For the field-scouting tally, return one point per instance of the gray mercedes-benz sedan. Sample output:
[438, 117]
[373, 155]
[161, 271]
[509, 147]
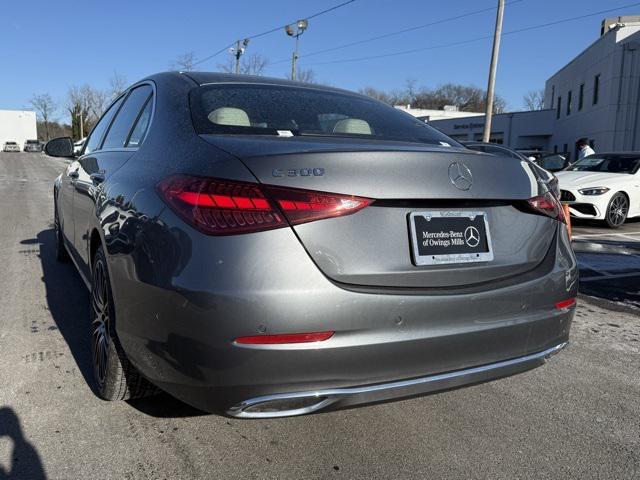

▬▬▬▬▬▬▬▬▬▬

■ Work to be completed ■
Give back the records above word for word, minus any image they hold.

■ Response to this exercise ■
For the field-scouting tally, return one point per instance of the gray mercedes-benz sedan. Sample output:
[438, 117]
[373, 155]
[161, 271]
[509, 147]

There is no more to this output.